Given data Block Start
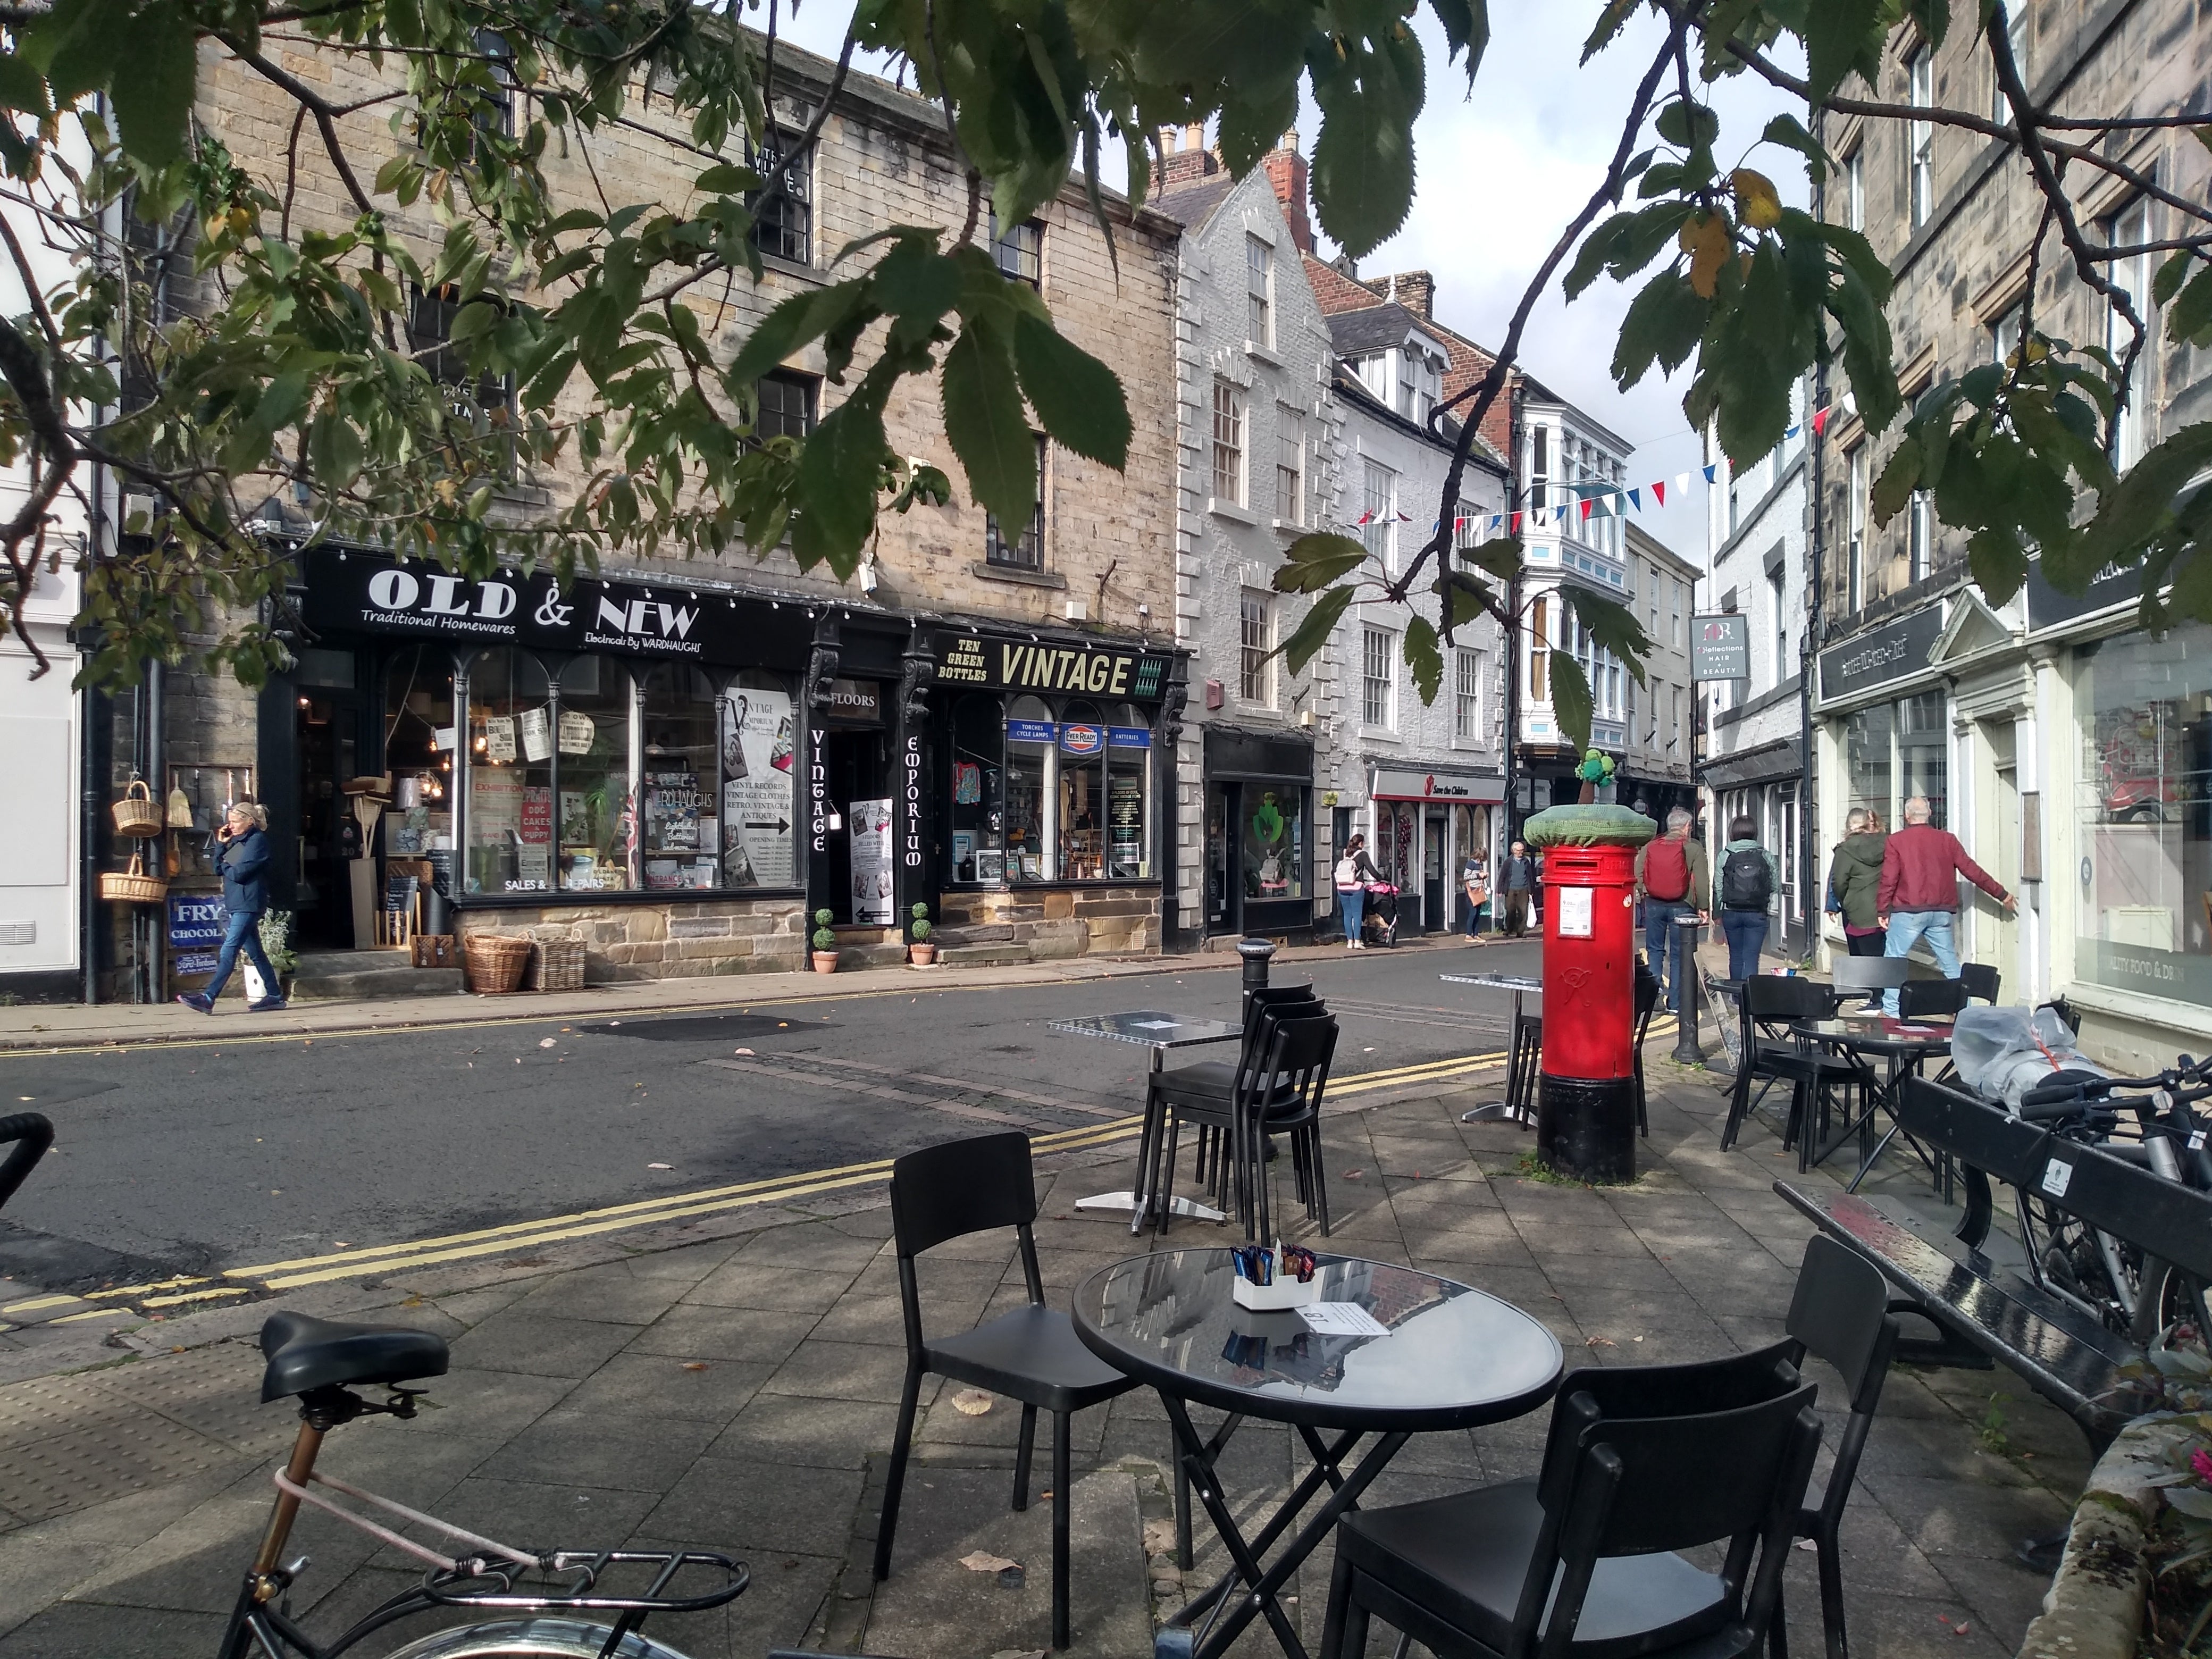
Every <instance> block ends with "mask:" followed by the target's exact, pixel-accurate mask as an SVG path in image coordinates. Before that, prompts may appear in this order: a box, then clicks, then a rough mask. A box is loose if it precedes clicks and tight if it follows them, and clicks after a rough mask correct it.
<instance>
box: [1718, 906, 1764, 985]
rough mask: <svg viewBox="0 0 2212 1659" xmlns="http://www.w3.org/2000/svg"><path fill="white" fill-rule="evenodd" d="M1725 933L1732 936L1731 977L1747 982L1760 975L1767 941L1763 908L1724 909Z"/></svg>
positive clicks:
Given data Block End
Aim of the task:
Put the text of the records above into a JSON list of strings, one string per line, with blank lines and the pictures omitted.

Solution for this exercise:
[
  "Every <instance> block ends with \"mask:\" followed by the target's exact, pixel-accurate mask as an SVG path in image coordinates. Before that, prompts may appear in this order: a box, then clicks, then a rough mask. A box is loose if it precedes clicks and tight if it follows them, and clicks after a rough mask correct it.",
  "<instance>",
  "box: [1718, 906, 1764, 985]",
  "rough mask: <svg viewBox=\"0 0 2212 1659\" xmlns=\"http://www.w3.org/2000/svg\"><path fill=\"white\" fill-rule=\"evenodd\" d=\"M1725 933L1732 936L1731 977L1747 982L1760 975L1767 941L1763 908L1724 909Z\"/></svg>",
  "positive clicks:"
]